[Image boundary labeling items]
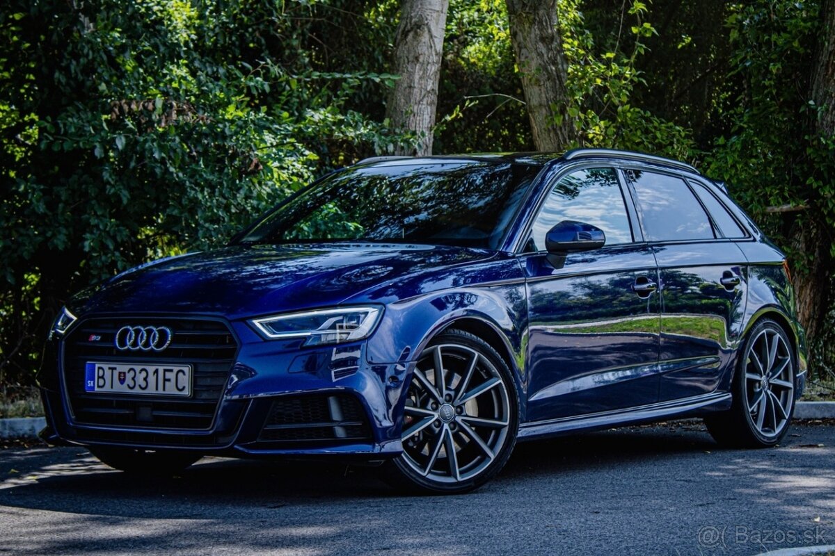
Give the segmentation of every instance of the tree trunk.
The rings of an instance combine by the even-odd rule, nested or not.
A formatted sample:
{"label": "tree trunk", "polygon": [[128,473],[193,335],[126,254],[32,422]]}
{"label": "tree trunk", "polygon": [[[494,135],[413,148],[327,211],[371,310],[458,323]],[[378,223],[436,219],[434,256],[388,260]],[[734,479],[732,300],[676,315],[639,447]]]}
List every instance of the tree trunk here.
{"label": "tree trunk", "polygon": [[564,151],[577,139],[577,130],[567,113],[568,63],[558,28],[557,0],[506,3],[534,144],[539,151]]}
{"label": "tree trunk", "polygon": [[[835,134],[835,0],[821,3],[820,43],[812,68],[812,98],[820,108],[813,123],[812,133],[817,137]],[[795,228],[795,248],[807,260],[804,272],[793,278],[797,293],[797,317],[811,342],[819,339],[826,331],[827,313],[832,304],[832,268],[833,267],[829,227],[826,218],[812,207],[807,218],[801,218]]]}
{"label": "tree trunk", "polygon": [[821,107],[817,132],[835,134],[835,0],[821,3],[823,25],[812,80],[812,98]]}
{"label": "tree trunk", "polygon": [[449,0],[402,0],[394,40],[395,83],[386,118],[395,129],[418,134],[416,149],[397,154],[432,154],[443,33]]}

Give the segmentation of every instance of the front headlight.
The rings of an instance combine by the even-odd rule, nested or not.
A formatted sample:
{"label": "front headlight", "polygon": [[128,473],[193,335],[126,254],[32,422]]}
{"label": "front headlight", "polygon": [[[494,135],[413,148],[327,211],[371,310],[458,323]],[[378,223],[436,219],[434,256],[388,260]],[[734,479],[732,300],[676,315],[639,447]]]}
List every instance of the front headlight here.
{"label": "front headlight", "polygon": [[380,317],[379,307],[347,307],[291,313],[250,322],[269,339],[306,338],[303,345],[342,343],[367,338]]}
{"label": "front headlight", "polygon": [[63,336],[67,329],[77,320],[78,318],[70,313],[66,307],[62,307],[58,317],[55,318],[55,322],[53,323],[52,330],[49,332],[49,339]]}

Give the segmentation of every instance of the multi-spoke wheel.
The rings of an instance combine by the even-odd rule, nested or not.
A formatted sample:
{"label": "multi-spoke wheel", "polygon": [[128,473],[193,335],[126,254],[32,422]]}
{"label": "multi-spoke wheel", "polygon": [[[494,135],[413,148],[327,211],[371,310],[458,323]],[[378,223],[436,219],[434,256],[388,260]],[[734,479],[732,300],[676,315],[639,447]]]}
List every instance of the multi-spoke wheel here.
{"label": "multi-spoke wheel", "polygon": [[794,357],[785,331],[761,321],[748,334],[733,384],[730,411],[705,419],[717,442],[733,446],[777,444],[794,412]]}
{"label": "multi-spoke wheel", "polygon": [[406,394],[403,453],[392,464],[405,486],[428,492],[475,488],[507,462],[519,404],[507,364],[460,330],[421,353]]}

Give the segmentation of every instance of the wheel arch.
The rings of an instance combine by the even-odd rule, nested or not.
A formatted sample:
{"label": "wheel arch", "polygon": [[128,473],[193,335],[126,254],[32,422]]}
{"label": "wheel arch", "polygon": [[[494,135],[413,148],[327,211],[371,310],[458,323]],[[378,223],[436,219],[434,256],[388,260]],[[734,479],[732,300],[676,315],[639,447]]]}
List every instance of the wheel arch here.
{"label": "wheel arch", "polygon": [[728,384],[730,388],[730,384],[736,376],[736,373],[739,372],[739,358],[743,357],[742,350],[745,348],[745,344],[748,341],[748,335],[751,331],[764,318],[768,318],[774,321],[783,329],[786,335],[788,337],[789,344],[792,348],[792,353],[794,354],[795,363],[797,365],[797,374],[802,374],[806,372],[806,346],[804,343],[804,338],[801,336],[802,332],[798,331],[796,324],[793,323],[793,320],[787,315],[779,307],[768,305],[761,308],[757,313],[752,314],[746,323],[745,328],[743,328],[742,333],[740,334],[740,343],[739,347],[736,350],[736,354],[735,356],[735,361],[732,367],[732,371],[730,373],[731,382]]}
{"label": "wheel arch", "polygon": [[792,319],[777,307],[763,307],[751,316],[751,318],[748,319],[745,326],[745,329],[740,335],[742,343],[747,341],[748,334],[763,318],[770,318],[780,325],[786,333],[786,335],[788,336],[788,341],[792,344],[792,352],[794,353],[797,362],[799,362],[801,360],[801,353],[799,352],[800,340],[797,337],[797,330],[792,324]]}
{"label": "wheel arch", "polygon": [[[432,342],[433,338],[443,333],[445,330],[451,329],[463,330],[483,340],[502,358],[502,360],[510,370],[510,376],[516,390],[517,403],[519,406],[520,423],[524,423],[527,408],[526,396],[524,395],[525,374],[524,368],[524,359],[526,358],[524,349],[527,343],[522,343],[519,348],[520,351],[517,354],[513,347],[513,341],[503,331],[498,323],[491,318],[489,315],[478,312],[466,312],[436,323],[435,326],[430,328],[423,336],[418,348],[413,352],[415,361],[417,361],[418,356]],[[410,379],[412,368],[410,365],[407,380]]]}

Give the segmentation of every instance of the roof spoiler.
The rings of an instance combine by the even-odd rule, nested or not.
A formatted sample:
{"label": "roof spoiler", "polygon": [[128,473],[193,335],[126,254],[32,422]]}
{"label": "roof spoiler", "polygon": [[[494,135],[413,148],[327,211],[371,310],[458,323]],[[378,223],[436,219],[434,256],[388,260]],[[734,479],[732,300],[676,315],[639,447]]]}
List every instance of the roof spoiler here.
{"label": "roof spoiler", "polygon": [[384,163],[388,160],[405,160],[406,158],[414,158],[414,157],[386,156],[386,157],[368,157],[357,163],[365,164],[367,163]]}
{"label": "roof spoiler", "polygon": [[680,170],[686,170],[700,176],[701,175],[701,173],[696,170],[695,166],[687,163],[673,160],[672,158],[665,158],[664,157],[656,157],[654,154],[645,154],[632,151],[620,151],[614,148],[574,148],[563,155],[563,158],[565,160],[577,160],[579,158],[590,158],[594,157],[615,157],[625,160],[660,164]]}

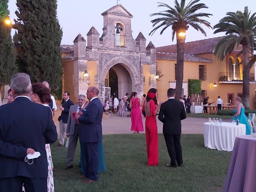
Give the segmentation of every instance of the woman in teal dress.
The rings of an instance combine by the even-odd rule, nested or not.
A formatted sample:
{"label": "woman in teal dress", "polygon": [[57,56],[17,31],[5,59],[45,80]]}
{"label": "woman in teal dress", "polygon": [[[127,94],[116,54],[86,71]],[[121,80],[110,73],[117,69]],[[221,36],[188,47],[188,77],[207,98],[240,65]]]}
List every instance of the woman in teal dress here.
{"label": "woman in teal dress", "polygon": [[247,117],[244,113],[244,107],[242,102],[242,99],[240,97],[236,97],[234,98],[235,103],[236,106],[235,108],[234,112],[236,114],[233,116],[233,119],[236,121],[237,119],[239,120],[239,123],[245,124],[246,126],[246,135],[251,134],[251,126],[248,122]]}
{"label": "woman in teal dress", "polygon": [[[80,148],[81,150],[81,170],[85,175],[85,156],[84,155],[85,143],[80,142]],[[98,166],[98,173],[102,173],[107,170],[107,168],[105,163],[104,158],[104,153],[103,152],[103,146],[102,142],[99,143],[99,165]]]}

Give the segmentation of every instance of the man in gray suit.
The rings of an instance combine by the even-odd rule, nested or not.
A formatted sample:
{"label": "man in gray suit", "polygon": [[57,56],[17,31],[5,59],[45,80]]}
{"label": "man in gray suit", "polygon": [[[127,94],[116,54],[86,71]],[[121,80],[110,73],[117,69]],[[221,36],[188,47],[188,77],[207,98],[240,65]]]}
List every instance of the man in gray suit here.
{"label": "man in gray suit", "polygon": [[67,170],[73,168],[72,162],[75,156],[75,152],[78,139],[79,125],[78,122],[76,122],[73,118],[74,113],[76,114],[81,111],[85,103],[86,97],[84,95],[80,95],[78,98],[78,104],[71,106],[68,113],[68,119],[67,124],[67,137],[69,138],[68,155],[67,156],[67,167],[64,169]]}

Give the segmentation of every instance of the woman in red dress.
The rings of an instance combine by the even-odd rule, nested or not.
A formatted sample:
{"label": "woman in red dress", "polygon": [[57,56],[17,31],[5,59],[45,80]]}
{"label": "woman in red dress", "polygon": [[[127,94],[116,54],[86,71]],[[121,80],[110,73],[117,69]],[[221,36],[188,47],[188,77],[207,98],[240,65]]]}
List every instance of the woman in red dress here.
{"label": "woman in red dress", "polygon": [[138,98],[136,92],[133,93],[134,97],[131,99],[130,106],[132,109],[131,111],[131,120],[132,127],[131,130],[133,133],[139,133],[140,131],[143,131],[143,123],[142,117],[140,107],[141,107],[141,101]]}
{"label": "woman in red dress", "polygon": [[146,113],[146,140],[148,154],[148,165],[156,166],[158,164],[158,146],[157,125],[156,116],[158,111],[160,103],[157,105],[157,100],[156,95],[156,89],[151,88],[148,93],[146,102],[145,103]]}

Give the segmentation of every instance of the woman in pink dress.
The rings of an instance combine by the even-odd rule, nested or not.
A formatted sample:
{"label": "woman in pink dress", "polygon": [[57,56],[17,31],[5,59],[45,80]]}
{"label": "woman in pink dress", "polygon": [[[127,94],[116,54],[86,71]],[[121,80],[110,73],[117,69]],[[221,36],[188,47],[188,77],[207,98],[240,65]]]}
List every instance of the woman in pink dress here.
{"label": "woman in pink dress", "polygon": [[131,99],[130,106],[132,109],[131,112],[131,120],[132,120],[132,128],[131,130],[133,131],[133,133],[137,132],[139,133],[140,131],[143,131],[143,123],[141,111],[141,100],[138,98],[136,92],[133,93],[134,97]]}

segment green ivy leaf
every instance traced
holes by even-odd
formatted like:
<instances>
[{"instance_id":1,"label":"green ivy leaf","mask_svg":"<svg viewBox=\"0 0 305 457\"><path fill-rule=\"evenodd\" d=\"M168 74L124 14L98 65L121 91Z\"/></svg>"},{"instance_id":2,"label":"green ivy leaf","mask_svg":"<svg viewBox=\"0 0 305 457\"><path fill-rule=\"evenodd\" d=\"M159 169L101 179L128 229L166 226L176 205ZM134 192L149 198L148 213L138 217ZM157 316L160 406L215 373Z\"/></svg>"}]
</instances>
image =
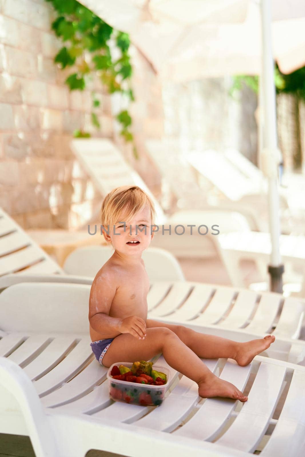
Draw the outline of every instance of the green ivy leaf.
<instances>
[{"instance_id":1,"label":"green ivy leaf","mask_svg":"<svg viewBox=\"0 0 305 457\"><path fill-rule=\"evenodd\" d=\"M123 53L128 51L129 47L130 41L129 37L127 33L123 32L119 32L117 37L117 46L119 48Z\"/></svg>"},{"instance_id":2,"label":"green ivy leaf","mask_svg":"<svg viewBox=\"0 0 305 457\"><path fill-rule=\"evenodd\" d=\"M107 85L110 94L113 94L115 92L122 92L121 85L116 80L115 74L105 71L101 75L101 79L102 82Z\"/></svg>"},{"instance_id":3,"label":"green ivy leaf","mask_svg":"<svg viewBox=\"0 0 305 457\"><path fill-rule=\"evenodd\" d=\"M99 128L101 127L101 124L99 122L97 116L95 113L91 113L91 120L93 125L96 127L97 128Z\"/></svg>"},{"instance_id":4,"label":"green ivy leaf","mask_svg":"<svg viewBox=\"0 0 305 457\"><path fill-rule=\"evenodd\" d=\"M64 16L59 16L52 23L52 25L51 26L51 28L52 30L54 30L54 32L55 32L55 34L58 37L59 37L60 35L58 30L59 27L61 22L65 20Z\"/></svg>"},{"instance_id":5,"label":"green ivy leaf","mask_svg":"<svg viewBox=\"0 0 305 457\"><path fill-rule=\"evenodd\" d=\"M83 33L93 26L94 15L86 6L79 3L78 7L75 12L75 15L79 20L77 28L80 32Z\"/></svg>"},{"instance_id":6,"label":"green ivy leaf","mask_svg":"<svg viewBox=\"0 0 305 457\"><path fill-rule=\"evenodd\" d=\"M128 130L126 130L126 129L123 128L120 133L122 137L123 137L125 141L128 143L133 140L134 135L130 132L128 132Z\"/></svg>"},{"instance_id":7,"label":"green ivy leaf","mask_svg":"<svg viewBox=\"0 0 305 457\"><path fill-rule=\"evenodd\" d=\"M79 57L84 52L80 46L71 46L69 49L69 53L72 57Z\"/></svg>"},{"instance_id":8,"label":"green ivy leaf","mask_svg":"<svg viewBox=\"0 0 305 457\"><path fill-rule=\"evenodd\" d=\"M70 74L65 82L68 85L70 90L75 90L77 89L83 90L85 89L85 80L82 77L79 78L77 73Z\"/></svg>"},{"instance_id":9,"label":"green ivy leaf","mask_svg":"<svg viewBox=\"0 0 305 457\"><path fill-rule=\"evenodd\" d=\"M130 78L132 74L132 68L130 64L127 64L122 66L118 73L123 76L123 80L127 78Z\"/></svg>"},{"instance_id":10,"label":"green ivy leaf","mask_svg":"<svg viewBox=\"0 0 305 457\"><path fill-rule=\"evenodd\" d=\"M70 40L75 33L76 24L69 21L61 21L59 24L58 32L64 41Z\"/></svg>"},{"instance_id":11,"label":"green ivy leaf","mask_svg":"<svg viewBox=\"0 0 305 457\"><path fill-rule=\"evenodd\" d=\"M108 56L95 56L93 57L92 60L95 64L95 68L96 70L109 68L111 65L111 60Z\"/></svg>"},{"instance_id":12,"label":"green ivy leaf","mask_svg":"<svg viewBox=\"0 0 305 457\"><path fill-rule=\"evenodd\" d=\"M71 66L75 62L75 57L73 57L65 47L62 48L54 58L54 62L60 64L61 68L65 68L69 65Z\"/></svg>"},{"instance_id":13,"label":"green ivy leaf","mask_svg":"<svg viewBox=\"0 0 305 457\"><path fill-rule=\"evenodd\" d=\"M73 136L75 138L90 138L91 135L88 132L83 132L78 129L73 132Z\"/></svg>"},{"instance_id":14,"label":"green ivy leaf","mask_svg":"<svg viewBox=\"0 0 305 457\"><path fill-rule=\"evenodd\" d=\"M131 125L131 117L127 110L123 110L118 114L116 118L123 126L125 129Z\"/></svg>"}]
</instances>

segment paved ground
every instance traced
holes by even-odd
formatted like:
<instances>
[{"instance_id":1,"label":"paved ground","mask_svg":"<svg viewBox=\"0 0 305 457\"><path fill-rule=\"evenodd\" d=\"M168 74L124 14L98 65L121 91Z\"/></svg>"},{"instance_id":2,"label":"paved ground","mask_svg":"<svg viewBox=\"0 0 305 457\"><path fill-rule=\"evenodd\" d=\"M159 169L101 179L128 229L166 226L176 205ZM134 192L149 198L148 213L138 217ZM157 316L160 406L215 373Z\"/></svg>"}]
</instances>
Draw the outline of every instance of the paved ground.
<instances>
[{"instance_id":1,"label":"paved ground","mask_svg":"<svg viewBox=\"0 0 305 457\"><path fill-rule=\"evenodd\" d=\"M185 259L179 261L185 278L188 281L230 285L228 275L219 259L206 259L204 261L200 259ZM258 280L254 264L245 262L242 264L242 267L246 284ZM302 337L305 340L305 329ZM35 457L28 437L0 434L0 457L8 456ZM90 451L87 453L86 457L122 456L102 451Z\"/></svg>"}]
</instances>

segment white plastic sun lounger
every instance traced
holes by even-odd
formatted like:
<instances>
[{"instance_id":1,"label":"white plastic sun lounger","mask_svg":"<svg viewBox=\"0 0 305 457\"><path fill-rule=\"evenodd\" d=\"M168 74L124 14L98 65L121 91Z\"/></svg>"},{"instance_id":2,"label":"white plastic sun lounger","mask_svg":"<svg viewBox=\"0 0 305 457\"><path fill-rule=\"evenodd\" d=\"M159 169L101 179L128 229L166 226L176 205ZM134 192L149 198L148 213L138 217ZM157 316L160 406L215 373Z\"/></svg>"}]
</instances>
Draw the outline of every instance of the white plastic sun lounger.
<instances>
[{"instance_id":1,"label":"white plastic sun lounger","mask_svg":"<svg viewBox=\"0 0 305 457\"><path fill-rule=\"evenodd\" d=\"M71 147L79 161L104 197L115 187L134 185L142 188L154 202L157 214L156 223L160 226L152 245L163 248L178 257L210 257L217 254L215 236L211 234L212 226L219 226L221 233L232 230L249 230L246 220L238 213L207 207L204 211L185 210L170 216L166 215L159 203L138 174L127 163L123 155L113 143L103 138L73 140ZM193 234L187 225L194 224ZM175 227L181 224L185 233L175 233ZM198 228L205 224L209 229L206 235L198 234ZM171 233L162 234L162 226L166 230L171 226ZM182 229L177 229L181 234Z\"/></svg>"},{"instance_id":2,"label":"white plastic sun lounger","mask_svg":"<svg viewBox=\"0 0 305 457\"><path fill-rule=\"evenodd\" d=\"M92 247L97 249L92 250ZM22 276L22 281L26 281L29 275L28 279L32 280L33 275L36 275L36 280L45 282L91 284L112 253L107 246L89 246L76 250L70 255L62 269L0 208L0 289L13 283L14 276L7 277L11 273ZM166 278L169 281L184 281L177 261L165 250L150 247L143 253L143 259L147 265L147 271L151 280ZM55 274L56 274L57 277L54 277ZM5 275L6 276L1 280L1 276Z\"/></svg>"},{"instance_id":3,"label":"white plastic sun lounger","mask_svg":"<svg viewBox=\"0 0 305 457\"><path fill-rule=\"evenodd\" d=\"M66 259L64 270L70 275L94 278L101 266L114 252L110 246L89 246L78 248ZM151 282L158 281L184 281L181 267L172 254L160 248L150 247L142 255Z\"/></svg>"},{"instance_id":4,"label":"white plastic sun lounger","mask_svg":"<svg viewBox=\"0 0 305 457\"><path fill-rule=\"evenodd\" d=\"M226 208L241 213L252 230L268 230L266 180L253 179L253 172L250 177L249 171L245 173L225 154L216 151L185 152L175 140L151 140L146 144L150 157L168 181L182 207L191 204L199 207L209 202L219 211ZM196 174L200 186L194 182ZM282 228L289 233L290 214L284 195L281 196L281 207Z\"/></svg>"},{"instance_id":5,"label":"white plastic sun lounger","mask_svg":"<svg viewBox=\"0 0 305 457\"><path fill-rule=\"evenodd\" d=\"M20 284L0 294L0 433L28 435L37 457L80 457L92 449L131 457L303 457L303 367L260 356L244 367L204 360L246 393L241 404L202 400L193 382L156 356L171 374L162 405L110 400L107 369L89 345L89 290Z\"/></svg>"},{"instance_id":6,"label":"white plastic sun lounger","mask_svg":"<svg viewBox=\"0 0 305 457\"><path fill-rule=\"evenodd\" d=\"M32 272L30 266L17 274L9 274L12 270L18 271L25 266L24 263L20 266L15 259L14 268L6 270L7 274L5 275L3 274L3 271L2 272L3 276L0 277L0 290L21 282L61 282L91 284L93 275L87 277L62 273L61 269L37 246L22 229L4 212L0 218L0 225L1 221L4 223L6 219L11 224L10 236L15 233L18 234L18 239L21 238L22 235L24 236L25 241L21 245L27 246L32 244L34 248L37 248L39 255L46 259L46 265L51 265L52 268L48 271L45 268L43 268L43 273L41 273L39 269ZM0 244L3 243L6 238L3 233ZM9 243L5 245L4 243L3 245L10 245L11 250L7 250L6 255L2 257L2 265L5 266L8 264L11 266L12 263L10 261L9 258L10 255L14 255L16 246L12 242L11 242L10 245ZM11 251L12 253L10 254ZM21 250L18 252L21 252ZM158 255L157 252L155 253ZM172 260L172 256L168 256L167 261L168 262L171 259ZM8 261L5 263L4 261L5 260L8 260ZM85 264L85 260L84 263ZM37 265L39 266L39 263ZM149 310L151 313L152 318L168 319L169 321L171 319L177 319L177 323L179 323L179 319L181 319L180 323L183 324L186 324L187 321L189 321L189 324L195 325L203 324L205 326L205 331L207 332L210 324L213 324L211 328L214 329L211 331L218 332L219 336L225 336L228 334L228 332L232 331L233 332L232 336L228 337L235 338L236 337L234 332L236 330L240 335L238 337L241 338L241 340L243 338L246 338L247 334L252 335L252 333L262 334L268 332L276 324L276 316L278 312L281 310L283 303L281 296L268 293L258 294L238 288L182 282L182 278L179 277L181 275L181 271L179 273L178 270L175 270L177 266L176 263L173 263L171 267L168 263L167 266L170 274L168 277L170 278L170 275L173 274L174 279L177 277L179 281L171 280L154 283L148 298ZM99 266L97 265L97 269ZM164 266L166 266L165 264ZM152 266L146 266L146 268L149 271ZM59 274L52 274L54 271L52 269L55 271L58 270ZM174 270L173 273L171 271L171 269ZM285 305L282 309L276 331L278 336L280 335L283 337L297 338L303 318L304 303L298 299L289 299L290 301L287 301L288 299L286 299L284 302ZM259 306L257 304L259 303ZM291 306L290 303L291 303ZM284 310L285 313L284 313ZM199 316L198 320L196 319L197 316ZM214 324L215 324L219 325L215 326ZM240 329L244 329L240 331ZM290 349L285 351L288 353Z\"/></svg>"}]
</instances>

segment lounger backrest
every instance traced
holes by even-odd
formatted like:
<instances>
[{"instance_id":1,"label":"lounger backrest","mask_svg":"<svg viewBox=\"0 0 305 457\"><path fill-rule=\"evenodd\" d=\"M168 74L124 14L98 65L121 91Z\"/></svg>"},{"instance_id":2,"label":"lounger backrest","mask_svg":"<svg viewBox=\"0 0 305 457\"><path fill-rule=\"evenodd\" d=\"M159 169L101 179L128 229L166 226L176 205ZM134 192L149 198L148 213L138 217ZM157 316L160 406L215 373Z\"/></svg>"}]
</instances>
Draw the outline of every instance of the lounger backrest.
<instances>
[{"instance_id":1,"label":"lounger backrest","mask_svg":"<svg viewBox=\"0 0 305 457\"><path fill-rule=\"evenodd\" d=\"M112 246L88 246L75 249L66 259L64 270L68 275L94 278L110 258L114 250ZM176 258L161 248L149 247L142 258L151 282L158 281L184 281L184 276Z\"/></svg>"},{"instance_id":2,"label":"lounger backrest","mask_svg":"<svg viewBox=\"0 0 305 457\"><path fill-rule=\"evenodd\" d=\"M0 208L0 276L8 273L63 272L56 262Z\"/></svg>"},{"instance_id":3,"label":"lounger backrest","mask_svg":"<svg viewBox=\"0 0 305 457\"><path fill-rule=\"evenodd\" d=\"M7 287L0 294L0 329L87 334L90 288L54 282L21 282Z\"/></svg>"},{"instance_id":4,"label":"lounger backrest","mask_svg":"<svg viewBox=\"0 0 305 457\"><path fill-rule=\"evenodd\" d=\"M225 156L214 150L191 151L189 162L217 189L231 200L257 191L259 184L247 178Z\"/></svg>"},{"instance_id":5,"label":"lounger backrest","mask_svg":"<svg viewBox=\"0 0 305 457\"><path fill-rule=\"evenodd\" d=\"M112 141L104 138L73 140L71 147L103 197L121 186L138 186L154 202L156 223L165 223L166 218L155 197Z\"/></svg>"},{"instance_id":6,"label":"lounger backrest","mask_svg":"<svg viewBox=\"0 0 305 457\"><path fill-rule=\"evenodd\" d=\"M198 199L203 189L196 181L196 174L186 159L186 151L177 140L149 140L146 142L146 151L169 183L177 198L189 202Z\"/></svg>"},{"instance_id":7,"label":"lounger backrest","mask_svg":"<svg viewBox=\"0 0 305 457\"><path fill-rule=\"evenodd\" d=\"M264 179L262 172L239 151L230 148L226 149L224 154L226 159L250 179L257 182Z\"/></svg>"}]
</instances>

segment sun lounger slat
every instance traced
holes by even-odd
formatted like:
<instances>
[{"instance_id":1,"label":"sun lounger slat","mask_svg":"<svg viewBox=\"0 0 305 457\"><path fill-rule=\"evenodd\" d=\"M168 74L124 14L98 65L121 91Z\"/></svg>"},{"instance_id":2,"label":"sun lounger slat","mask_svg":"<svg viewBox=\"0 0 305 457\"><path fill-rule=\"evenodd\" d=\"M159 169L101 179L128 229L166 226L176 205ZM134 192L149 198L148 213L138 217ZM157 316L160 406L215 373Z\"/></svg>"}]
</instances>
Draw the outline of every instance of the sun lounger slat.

Instructions to follow >> Rewrite everything in the data from the line containing "Give the segmentation of every instance of the wheel" down to the line containing "List every instance of the wheel arch here.", changing "wheel arch" to "fender flare" and keeping the rest unchanged.

Response below >>
Give the segmentation of every instance of the fender flare.
The rings of an instance combine by the even-odd rule, nested or not.
A formatted sample:
{"label": "fender flare", "polygon": [[128,473],[193,335],[126,254],[32,422]]}
{"label": "fender flare", "polygon": [[[494,135],[413,148],[327,211],[371,310],[458,323]],[[378,223],[436,219],[434,256],[388,260]],[[734,479],[732,300],[676,315],[639,447]]]}
List every instance of the fender flare here.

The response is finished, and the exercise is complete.